= What to work on =
Please identify every line in the data below that contains the word "stethoscope", and copy each of those lines.

(Image location labeling entries)
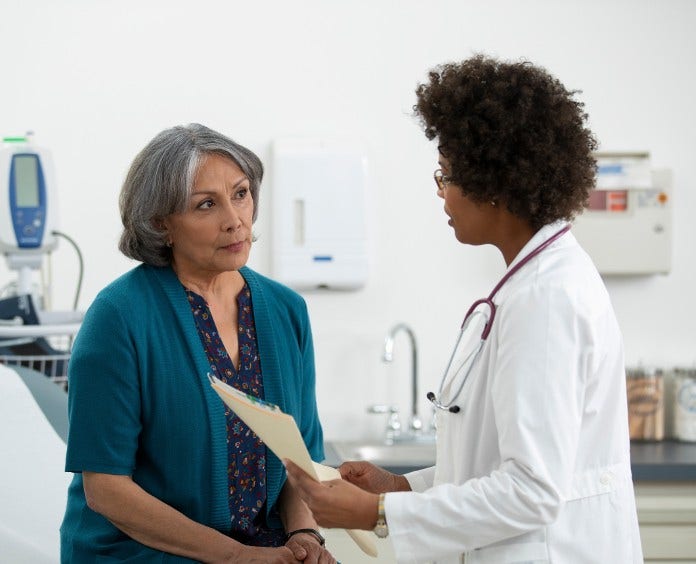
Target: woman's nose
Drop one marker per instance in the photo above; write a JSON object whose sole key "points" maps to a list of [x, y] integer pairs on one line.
{"points": [[232, 219]]}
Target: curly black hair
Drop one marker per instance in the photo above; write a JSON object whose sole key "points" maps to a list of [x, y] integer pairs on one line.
{"points": [[512, 133]]}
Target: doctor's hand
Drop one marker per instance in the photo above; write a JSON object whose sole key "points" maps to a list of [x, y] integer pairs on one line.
{"points": [[334, 503], [372, 478]]}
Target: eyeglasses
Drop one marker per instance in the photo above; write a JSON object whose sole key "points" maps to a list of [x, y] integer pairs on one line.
{"points": [[440, 179]]}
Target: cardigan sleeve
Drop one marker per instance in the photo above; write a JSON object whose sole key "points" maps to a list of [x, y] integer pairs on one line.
{"points": [[104, 398]]}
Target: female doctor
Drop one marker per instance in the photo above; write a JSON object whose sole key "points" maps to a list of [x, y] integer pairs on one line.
{"points": [[533, 447]]}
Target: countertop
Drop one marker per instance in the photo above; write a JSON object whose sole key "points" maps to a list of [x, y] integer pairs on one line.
{"points": [[663, 461], [667, 460]]}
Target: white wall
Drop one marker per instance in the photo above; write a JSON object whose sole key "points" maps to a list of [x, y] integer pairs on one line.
{"points": [[96, 79]]}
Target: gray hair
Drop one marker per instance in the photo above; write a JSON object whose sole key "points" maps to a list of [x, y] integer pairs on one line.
{"points": [[160, 181]]}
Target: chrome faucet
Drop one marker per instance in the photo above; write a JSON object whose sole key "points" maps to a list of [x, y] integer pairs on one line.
{"points": [[415, 424]]}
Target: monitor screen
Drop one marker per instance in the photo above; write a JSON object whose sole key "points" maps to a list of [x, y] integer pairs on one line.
{"points": [[26, 185]]}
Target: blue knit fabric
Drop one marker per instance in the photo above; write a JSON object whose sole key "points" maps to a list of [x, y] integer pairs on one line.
{"points": [[140, 404]]}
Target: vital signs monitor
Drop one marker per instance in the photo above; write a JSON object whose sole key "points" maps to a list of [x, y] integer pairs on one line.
{"points": [[26, 185]]}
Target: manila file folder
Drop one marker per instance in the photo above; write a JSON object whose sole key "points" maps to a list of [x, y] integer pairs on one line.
{"points": [[280, 433]]}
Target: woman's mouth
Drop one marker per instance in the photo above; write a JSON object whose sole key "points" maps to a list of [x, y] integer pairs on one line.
{"points": [[235, 247]]}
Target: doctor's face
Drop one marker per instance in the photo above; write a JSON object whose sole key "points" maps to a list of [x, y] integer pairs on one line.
{"points": [[470, 220], [214, 234]]}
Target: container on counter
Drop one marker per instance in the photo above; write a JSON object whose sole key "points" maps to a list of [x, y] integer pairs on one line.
{"points": [[685, 404], [646, 413]]}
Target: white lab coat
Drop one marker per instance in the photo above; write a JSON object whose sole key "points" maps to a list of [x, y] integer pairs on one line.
{"points": [[535, 467]]}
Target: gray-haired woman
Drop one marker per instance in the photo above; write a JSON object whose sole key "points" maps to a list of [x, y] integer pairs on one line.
{"points": [[163, 471]]}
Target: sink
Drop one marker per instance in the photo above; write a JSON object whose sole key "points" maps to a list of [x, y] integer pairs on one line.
{"points": [[404, 456]]}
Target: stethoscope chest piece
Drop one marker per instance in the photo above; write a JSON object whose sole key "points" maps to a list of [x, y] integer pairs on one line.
{"points": [[487, 308]]}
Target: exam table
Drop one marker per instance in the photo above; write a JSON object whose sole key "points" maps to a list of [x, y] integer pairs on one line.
{"points": [[33, 482]]}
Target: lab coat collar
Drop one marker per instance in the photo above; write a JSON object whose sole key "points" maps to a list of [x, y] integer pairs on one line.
{"points": [[537, 239]]}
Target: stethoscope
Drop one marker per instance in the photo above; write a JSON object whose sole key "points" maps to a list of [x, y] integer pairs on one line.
{"points": [[473, 355]]}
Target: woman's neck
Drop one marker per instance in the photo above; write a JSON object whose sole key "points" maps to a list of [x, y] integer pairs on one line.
{"points": [[214, 287]]}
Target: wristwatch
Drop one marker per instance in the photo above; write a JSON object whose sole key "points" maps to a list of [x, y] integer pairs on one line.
{"points": [[381, 528]]}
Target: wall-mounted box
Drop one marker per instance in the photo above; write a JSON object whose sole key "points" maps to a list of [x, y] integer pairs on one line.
{"points": [[319, 214], [627, 227]]}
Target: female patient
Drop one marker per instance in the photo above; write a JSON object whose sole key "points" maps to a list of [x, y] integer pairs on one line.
{"points": [[163, 471]]}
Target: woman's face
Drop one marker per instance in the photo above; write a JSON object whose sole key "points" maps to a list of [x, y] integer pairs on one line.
{"points": [[470, 220], [213, 235]]}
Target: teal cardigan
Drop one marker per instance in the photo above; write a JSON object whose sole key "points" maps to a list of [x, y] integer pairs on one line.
{"points": [[140, 404]]}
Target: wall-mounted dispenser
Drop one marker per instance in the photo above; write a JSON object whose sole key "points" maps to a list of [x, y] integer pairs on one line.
{"points": [[319, 214], [627, 226]]}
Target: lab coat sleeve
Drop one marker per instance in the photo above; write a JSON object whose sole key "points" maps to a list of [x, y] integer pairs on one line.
{"points": [[536, 386], [421, 480]]}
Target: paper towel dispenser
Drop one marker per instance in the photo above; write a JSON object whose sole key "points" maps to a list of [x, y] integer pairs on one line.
{"points": [[319, 204]]}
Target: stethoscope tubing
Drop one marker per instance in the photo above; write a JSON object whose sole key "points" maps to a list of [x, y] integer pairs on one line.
{"points": [[451, 406]]}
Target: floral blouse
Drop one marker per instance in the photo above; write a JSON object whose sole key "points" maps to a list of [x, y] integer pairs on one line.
{"points": [[246, 468]]}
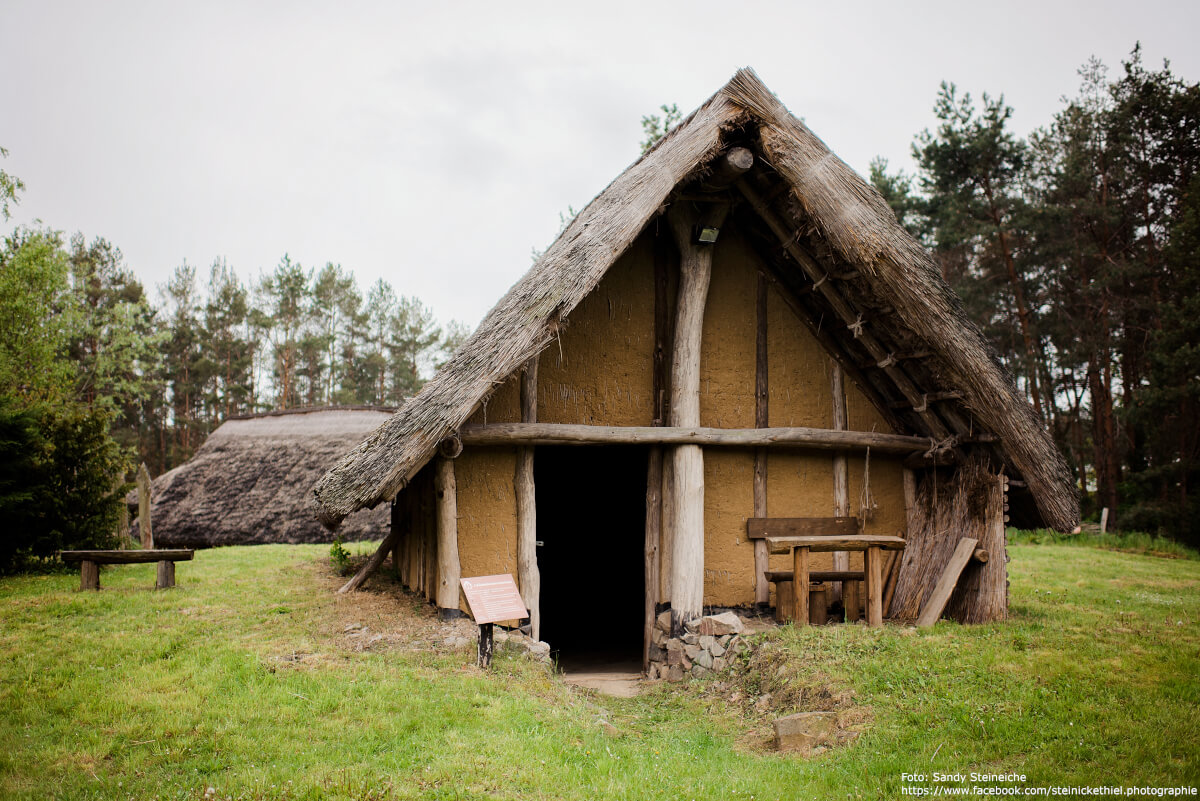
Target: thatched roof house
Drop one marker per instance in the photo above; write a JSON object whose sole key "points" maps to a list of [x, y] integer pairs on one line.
{"points": [[250, 481], [826, 327]]}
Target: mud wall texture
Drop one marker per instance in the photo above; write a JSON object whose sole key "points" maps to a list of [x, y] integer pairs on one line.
{"points": [[600, 372]]}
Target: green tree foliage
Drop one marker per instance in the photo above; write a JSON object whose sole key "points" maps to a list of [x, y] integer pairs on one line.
{"points": [[654, 126], [1078, 253]]}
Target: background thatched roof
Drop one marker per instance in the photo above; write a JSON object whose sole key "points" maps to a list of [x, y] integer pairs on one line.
{"points": [[250, 482], [835, 222]]}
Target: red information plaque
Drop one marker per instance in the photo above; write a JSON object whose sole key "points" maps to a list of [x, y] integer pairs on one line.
{"points": [[493, 597]]}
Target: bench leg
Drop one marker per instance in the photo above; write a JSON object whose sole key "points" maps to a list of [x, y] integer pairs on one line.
{"points": [[166, 574], [89, 576], [874, 565], [851, 600], [801, 585]]}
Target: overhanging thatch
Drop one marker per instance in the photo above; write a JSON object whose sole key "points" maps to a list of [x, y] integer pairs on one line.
{"points": [[250, 481], [834, 222]]}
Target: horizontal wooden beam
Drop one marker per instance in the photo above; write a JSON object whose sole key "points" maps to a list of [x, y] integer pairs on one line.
{"points": [[127, 556], [821, 439], [825, 544], [819, 576], [760, 528]]}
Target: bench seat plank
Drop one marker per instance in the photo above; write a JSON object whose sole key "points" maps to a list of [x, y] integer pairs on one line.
{"points": [[817, 576], [823, 544], [129, 556]]}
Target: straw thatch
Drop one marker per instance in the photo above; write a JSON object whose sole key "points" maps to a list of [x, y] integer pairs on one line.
{"points": [[249, 482], [834, 214]]}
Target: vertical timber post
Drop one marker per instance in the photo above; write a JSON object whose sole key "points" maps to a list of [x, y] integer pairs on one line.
{"points": [[841, 486], [144, 527], [485, 645], [528, 576], [449, 568], [761, 564], [688, 493]]}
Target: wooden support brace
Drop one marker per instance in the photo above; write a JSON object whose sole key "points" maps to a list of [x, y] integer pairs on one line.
{"points": [[945, 586]]}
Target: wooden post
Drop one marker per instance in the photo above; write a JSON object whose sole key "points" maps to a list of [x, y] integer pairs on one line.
{"points": [[653, 534], [761, 562], [89, 574], [144, 525], [801, 585], [528, 576], [166, 577], [840, 474], [449, 571], [485, 645], [688, 494], [874, 570]]}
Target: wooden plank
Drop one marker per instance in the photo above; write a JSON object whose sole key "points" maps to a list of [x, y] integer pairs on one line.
{"points": [[445, 492], [795, 527], [688, 517], [840, 468], [826, 544], [796, 437], [761, 393], [801, 585], [528, 576], [651, 549], [819, 576], [945, 586], [127, 556], [874, 564]]}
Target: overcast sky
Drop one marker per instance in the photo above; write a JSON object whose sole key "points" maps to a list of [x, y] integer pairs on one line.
{"points": [[435, 144]]}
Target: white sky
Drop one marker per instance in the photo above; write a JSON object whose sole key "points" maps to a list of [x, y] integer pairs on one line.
{"points": [[435, 144]]}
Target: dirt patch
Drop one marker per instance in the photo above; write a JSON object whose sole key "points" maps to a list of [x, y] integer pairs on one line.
{"points": [[768, 682]]}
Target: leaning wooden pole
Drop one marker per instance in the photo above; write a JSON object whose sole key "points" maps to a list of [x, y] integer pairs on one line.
{"points": [[528, 576], [688, 495], [445, 491], [840, 471], [144, 527], [761, 564]]}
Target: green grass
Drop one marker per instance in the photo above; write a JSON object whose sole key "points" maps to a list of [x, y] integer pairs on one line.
{"points": [[243, 679], [1134, 542]]}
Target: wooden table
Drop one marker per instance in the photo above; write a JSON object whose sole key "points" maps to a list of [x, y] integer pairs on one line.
{"points": [[871, 544]]}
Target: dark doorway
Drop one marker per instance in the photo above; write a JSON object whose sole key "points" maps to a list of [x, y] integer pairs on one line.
{"points": [[591, 524]]}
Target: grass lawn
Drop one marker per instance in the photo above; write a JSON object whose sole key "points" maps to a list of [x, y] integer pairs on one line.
{"points": [[245, 679]]}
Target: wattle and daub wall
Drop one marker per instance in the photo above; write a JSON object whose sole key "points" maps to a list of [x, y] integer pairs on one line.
{"points": [[601, 373]]}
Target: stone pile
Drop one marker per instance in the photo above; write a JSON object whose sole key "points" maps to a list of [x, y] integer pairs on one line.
{"points": [[706, 646]]}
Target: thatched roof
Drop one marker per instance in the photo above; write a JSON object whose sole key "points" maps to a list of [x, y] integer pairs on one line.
{"points": [[808, 214], [250, 481]]}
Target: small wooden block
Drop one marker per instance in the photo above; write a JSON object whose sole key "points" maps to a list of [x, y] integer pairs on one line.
{"points": [[89, 574], [851, 600]]}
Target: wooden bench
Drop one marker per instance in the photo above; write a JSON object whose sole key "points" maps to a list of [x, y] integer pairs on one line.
{"points": [[803, 536], [91, 560]]}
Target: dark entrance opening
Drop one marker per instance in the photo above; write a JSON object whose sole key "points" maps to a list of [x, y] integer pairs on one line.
{"points": [[592, 529]]}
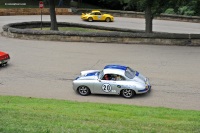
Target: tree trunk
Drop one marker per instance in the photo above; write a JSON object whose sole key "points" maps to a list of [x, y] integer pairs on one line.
{"points": [[148, 19], [53, 15]]}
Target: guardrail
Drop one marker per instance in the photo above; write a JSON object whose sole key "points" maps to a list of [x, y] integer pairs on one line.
{"points": [[78, 11], [116, 35]]}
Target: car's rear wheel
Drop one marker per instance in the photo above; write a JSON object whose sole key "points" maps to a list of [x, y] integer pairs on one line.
{"points": [[90, 19], [83, 90], [127, 93], [108, 19]]}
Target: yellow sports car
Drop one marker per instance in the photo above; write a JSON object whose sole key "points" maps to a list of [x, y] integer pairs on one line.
{"points": [[96, 15]]}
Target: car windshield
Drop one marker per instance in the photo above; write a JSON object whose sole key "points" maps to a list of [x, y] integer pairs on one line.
{"points": [[100, 75], [130, 73]]}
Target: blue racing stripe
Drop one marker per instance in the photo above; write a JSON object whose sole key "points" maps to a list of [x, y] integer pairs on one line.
{"points": [[116, 67]]}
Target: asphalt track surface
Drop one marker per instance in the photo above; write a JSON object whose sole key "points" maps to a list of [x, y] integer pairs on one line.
{"points": [[45, 69]]}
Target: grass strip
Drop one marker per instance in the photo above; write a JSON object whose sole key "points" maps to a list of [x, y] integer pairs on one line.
{"points": [[74, 29], [34, 115]]}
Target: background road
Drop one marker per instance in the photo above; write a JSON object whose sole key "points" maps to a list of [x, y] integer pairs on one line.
{"points": [[46, 68]]}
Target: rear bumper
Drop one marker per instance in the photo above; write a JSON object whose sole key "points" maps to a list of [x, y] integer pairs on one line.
{"points": [[4, 61]]}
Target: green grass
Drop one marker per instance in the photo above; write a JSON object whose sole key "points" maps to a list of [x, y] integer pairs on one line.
{"points": [[74, 29], [33, 115]]}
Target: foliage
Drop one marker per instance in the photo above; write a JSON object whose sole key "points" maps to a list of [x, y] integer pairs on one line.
{"points": [[35, 115]]}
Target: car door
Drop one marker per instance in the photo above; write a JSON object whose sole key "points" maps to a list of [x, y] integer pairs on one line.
{"points": [[105, 87], [97, 16]]}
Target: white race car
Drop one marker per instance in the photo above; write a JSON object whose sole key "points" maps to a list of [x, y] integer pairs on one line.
{"points": [[113, 79]]}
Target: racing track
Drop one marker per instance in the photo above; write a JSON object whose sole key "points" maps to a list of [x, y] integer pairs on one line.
{"points": [[45, 69]]}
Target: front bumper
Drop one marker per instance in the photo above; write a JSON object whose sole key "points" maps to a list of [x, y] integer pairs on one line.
{"points": [[4, 61]]}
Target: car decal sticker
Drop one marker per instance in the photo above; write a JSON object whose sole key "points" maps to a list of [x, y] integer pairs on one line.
{"points": [[91, 74], [119, 86], [106, 87], [137, 73]]}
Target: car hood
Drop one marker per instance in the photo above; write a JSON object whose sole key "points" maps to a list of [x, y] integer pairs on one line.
{"points": [[88, 75]]}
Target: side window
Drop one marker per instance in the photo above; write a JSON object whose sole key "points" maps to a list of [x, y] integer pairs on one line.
{"points": [[106, 77], [119, 78]]}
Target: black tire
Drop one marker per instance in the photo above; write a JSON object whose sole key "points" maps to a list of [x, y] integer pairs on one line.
{"points": [[90, 19], [83, 90], [108, 20], [127, 93]]}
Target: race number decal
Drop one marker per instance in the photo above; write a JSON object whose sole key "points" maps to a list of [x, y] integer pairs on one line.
{"points": [[106, 87]]}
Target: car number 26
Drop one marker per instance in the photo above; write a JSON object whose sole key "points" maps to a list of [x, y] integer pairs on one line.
{"points": [[106, 87]]}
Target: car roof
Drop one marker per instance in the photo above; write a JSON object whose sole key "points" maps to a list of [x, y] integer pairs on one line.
{"points": [[119, 67], [95, 11], [115, 69]]}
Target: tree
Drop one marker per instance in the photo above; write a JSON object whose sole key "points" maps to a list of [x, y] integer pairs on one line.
{"points": [[54, 25]]}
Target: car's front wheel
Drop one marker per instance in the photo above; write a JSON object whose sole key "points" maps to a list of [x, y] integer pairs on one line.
{"points": [[90, 19], [108, 19], [127, 93], [83, 90]]}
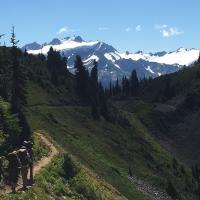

= Solved exercise =
Target: stethoscope chest piece
Target: stethoscope
Target: stethoscope tubing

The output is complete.